This is the penultimate chapter of "Get Mystique", a storyline built around Wolverine chasing Mystique around the Middle East - or at least, the bits where Americans are.  At first glance, it's a slightly odd choice of setting.  Neither character has any particular connection with the area.  Granted, the story has one of those "Ah, Logan, my old friend" scenes, where Wolverine turns out to have a tremendously close friendship with a local guy we've never heard of.  But that happens wherever he goes.

But this works very well.  By way of illustration, compare the Deadpool storyline currently running in Wolverine: Origins.  That's also basically an extended chase scene, and yet it's rather flat.  What is this book doing right, in comparison?

Well, for one thing, there's a sense of epic conflict between these two, which Aaron has largely manufactured from scratch over the last few months.  This is where the setting turns out to have been a smart choice by Jason Aaron.  It works partly because Wolverine has pursued Mystique to the end of the earth; and partly because, by putting them, in a vaguely alien and barren landscape, the emphasis is firmly on the two of them.

_REQUIREMENT 1:_ Can you rewrite the listing as a numbered list, covering only the lines between the one holding "negative clicks: (395, 91) (393, 88)" and the one holding "positive clicks: (13, 12)", inclusive, with blank lines left out?
The comic review has nothing to do with the listing.

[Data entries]
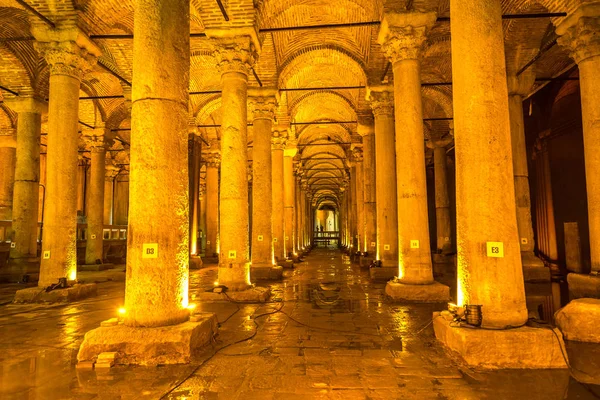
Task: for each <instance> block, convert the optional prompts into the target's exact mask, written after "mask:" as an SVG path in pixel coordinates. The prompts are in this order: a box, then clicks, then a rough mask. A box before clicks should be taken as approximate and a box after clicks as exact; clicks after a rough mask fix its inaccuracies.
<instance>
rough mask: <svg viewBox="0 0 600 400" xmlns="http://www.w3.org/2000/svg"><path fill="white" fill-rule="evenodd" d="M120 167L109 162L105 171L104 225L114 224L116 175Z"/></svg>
mask: <svg viewBox="0 0 600 400" xmlns="http://www.w3.org/2000/svg"><path fill="white" fill-rule="evenodd" d="M118 174H119V167H117V166H115V165H112V164H108V165H106V167H105V173H104V225H113V224H114V210H115V207H114V202H115V177H116V176H117V175H118Z"/></svg>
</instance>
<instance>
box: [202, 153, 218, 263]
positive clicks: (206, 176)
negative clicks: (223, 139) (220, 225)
mask: <svg viewBox="0 0 600 400" xmlns="http://www.w3.org/2000/svg"><path fill="white" fill-rule="evenodd" d="M215 145H216V146H218V145H219V144H218V142H217V143H214V142H213V143H211V148H212V147H214V146H215ZM205 159H206V196H205V198H206V200H205V201H206V233H205V235H206V257H217V256H218V255H219V166H220V164H221V156H220V153H219V151H218V150H217V151H215V150H211V152H210V153H207V155H206V157H205Z"/></svg>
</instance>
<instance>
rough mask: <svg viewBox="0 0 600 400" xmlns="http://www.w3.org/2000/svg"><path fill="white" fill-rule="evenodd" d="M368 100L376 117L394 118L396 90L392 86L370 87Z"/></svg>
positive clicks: (369, 87)
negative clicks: (395, 91) (393, 88)
mask: <svg viewBox="0 0 600 400" xmlns="http://www.w3.org/2000/svg"><path fill="white" fill-rule="evenodd" d="M367 100H369V101H370V102H371V108H372V109H373V114H374V115H375V116H376V117H380V116H388V117H393V116H394V89H393V88H392V87H391V86H379V87H374V86H372V87H368V88H367Z"/></svg>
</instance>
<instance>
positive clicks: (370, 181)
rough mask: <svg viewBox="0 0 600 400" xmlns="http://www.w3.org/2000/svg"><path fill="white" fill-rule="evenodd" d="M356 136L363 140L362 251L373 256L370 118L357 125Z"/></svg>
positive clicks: (371, 146)
mask: <svg viewBox="0 0 600 400" xmlns="http://www.w3.org/2000/svg"><path fill="white" fill-rule="evenodd" d="M358 134H359V135H361V136H362V138H363V181H364V185H363V191H364V195H363V198H364V212H363V214H364V215H363V217H364V226H365V231H364V242H365V244H364V251H366V252H369V253H371V255H372V256H375V252H376V246H377V203H376V197H375V192H376V185H375V182H376V177H375V131H374V127H373V119H372V118H368V119H365V120H364V121H362V122H361V123H359V125H358Z"/></svg>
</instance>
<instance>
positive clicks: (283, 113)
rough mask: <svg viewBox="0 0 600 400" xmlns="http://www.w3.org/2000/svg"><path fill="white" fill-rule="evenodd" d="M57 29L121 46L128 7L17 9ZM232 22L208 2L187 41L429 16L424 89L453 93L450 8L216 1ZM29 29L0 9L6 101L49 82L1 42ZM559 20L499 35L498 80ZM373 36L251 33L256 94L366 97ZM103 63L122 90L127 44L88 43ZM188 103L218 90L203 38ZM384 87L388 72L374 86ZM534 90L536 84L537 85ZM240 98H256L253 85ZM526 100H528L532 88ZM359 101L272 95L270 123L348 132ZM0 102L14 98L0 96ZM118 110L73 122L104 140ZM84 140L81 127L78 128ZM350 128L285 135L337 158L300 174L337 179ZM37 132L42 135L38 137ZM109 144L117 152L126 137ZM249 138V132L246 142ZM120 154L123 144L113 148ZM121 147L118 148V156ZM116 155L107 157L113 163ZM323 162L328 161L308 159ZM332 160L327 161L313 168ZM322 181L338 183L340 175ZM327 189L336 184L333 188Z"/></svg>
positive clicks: (13, 12)
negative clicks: (501, 48)
mask: <svg viewBox="0 0 600 400" xmlns="http://www.w3.org/2000/svg"><path fill="white" fill-rule="evenodd" d="M25 1H26V2H27V3H28V4H30V5H31V6H33V7H34V8H35V9H36V10H37V11H39V12H40V13H41V14H43V15H44V16H46V17H47V18H48V19H50V20H51V21H53V22H54V23H55V24H57V25H60V24H71V23H73V21H75V23H77V24H78V25H79V27H80V28H81V29H82V30H83V31H84V32H86V33H87V34H88V35H90V36H92V37H93V36H95V35H131V34H132V33H133V24H134V13H133V0H35V1H34V0H25ZM222 2H223V4H224V7H225V10H226V11H227V13H228V14H229V16H230V20H229V22H226V21H225V20H224V19H223V16H222V14H221V11H220V10H219V7H218V4H217V1H216V0H191V10H190V11H191V31H192V33H202V32H203V31H204V30H205V28H211V27H235V26H239V25H248V24H255V25H256V26H257V27H258V29H259V30H260V29H262V30H264V29H267V28H282V27H298V26H307V25H331V24H344V23H355V22H370V21H380V20H381V18H382V16H383V14H384V13H385V12H386V11H403V10H419V11H434V12H436V13H437V15H438V22H437V23H436V24H435V26H434V27H433V28H432V30H431V32H430V34H429V36H428V40H427V43H426V49H425V52H424V58H423V64H422V81H423V82H425V83H439V82H451V81H452V70H451V54H450V48H451V46H450V24H449V22H448V21H447V20H444V18H443V17H449V15H450V12H449V7H450V5H449V3H450V1H449V0H222ZM581 2H585V0H502V6H503V12H504V14H524V13H546V12H552V13H557V12H569V11H571V10H572V9H574V8H575V7H576V6H577V5H578V4H579V3H581ZM36 18H37V17H35V16H34V15H32V14H31V13H30V12H28V11H27V10H26V9H25V8H24V7H23V6H22V5H20V4H19V3H18V2H17V1H16V0H0V85H1V86H3V87H5V88H8V89H10V90H12V91H15V92H18V93H22V94H28V93H37V94H38V95H40V96H43V97H47V95H48V71H47V66H46V64H45V61H44V60H43V59H41V58H40V57H39V55H38V54H37V52H36V51H35V49H34V47H33V43H32V41H31V40H20V41H7V40H6V39H9V38H31V33H30V22H31V21H33V20H35V19H36ZM559 20H560V17H559V18H554V21H553V20H552V19H551V18H548V17H545V18H535V19H533V18H532V19H506V20H505V21H504V32H505V42H506V58H507V66H508V69H509V70H510V69H512V70H518V69H520V68H521V67H522V66H523V65H525V64H526V63H527V62H528V61H529V60H531V59H532V58H533V57H534V56H535V55H536V54H537V53H538V52H539V51H540V49H541V48H543V47H544V46H546V45H547V44H548V43H550V42H552V40H554V38H555V35H554V25H553V22H554V23H556V22H558V21H559ZM378 30H379V26H378V25H369V26H365V25H363V26H356V27H343V28H334V29H332V28H327V29H311V30H287V31H276V32H264V31H263V32H261V33H260V35H259V36H260V39H261V41H262V50H261V54H260V57H259V59H258V61H257V64H256V65H255V68H254V69H255V71H256V74H257V75H258V77H259V78H260V80H261V82H262V84H263V85H264V86H272V87H273V86H276V87H279V88H303V87H337V86H365V85H369V84H379V83H381V81H382V77H383V76H384V71H385V70H386V65H387V63H388V62H387V60H386V58H385V56H384V54H383V53H382V51H381V47H380V45H379V44H377V41H376V39H377V34H378ZM93 40H94V41H95V42H96V43H97V44H98V45H99V47H100V48H101V49H102V51H103V55H102V57H101V60H100V61H101V62H102V64H104V65H105V66H107V67H108V68H109V69H111V70H113V71H114V72H116V73H117V74H118V75H120V76H121V77H123V78H124V79H125V80H127V81H129V82H131V80H132V63H133V59H132V53H133V52H132V44H133V41H132V40H131V39H130V38H123V39H115V38H104V39H103V38H96V39H93ZM191 54H192V56H191V57H192V58H191V74H190V91H191V92H202V91H215V90H218V89H219V86H220V78H219V73H218V71H217V69H216V66H215V65H216V61H215V60H214V58H213V56H212V52H211V46H210V43H209V40H208V39H207V38H206V37H193V38H192V39H191ZM572 65H573V62H572V61H571V60H570V59H569V57H568V55H567V52H566V51H565V50H564V49H562V48H560V47H559V46H553V47H552V48H551V49H550V50H549V51H547V52H545V53H544V54H543V56H541V58H539V60H538V61H537V62H536V63H535V64H534V65H533V66H532V68H534V70H535V73H536V75H537V76H538V77H554V76H557V75H558V74H560V73H561V72H563V71H564V70H565V69H566V68H569V67H570V66H572ZM384 79H385V80H387V81H389V82H391V81H392V80H393V76H392V71H391V68H390V69H389V70H388V73H387V74H386V75H385V77H384ZM541 84H543V83H542V82H539V83H538V84H537V85H541ZM249 85H250V86H258V81H257V80H256V79H255V78H254V76H250V77H249ZM127 89H128V88H127V85H126V84H124V83H123V82H121V81H120V80H119V79H118V78H116V77H115V76H113V75H112V74H110V73H108V72H107V70H106V68H102V67H101V66H96V67H95V69H94V70H93V71H92V72H91V73H89V74H88V75H86V77H85V78H84V81H83V83H82V87H81V96H82V97H83V96H113V95H123V93H124V91H127ZM534 90H535V88H534ZM365 94H366V92H365V89H344V90H340V89H328V90H314V91H299V92H282V96H281V99H280V108H279V111H278V113H277V116H278V119H280V120H285V119H288V118H289V120H290V121H292V122H293V121H296V122H308V121H356V120H357V119H358V118H359V117H361V118H362V116H364V115H368V114H369V112H370V110H369V105H368V103H367V102H366V100H365ZM0 96H1V97H0V100H1V99H2V98H4V97H11V96H13V94H11V93H10V92H7V91H5V90H1V89H0ZM0 108H1V110H0V131H1V130H4V129H10V128H14V124H15V115H14V113H12V111H11V110H10V109H8V108H7V107H6V106H5V105H4V104H0ZM423 110H424V117H425V118H450V117H452V86H449V85H445V86H424V87H423ZM128 118H129V112H128V108H127V107H126V106H125V105H124V98H122V97H118V98H111V99H101V100H81V103H80V121H82V122H84V123H85V124H88V125H90V126H94V125H97V124H98V123H100V122H105V123H106V125H107V126H108V127H110V128H113V129H117V128H122V129H126V128H128V127H129V126H130V125H129V120H128ZM220 119H221V110H220V99H219V95H218V94H199V95H191V96H190V121H194V122H195V123H196V124H197V125H206V124H215V125H218V124H219V123H220ZM82 128H83V126H82ZM356 128H357V125H356V124H339V125H331V124H327V125H309V126H301V125H295V126H294V127H293V128H292V130H291V135H292V137H293V138H294V139H296V140H297V142H298V144H300V145H306V144H314V143H319V142H323V141H324V140H328V141H329V140H334V141H337V142H340V143H343V144H341V145H336V146H313V147H310V146H300V150H301V155H300V158H301V159H302V160H304V164H305V165H310V164H311V163H312V164H315V163H316V162H317V161H311V159H315V158H316V159H318V160H319V161H318V163H320V164H326V166H331V167H334V168H337V167H339V168H341V170H340V171H345V169H346V168H347V166H348V163H347V159H348V155H349V154H350V153H351V149H350V147H351V145H349V144H347V143H350V142H353V141H354V142H360V137H358V136H357V132H356ZM43 131H45V127H44V128H43ZM447 131H448V121H434V122H426V124H425V132H426V134H427V135H430V134H431V135H437V134H445V133H446V132H447ZM200 134H202V135H203V136H204V137H205V138H206V139H211V138H215V137H218V136H219V130H218V128H201V129H200ZM119 135H120V137H121V138H123V139H124V141H125V142H127V139H128V134H127V131H126V130H123V131H120V132H119ZM250 138H251V130H250ZM115 146H116V148H123V147H122V143H117V144H115ZM119 146H121V147H119ZM111 154H115V156H116V157H117V154H118V153H116V152H114V153H111ZM319 154H325V155H326V156H325V157H323V156H318V155H319ZM327 157H331V160H323V159H324V158H327ZM327 174H329V175H330V176H329V177H330V178H331V179H333V180H335V182H338V181H340V182H341V180H342V179H343V176H342V175H343V173H340V174H336V173H335V171H334V172H332V173H330V172H327ZM336 179H337V180H336Z"/></svg>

_REQUIREMENT 2:_ Print the part of the comic review between "Well, for one" and "two of them.", inclusive.

_ANSWER BOX 1:_
1. negative clicks: (395, 91) (393, 88)
2. mask: <svg viewBox="0 0 600 400" xmlns="http://www.w3.org/2000/svg"><path fill="white" fill-rule="evenodd" d="M367 100H369V101H370V102H371V108H372V109H373V114H374V115H375V116H376V117H380V116H388V117H393V116H394V89H393V88H392V87H391V86H379V87H374V86H372V87H368V88H367Z"/></svg>
3. </instance>
4. <instance>
5. positive clicks: (370, 181)
6. rough mask: <svg viewBox="0 0 600 400" xmlns="http://www.w3.org/2000/svg"><path fill="white" fill-rule="evenodd" d="M356 136L363 140L362 251L373 256L370 118L357 125Z"/></svg>
7. positive clicks: (371, 146)
8. mask: <svg viewBox="0 0 600 400" xmlns="http://www.w3.org/2000/svg"><path fill="white" fill-rule="evenodd" d="M358 134H359V135H361V136H362V138H363V181H364V185H363V191H364V195H363V198H364V212H363V214H364V215H363V217H364V226H365V231H364V242H365V244H364V251H366V252H369V253H371V255H372V256H375V252H376V246H377V203H376V197H375V192H376V185H375V182H376V177H375V131H374V127H373V119H372V118H368V119H365V120H364V121H362V122H361V123H359V125H358Z"/></svg>
9. </instance>
10. <instance>
11. positive clicks: (283, 113)
12. rough mask: <svg viewBox="0 0 600 400" xmlns="http://www.w3.org/2000/svg"><path fill="white" fill-rule="evenodd" d="M57 29L121 46L128 7L17 9ZM232 22L208 2L187 41L429 16L424 89L453 93L450 8L216 1ZM29 29L0 9L6 101L49 82L1 42ZM559 20L499 35L498 80ZM373 36L251 33L256 94L366 97ZM103 63L122 90L127 44L88 43ZM188 103L218 90L203 38ZM384 87L388 72L374 86ZM534 90L536 84L537 85ZM240 98H256L253 85ZM526 100H528L532 88ZM359 101L272 95L270 123L348 132ZM0 102L14 98L0 96ZM118 110L73 122L104 140ZM84 140L81 127L78 128ZM350 128L285 135L337 158L300 174L337 179ZM37 132L42 135L38 137ZM109 144L117 152L126 137ZM249 138V132L246 142ZM120 154L123 144L113 148ZM121 147L118 148V156ZM116 155L107 157L113 163ZM323 162L328 161L308 159ZM332 160L327 161L313 168ZM322 181L338 183L340 175ZM327 189L336 184L333 188Z"/></svg>
13. positive clicks: (13, 12)

_ANSWER BOX 2:_
Well, for one thing, there's a sense of epic conflict between these two, which Aaron has largely manufactured from scratch over the last few months.  This is where the setting turns out to have been a smart choice by Jason Aaron.  It works partly because Wolverine has pursued Mystique to the end of the earth; and partly because, by putting them, in a vaguely alien and barren landscape, the emphasis is firmly on the two of them.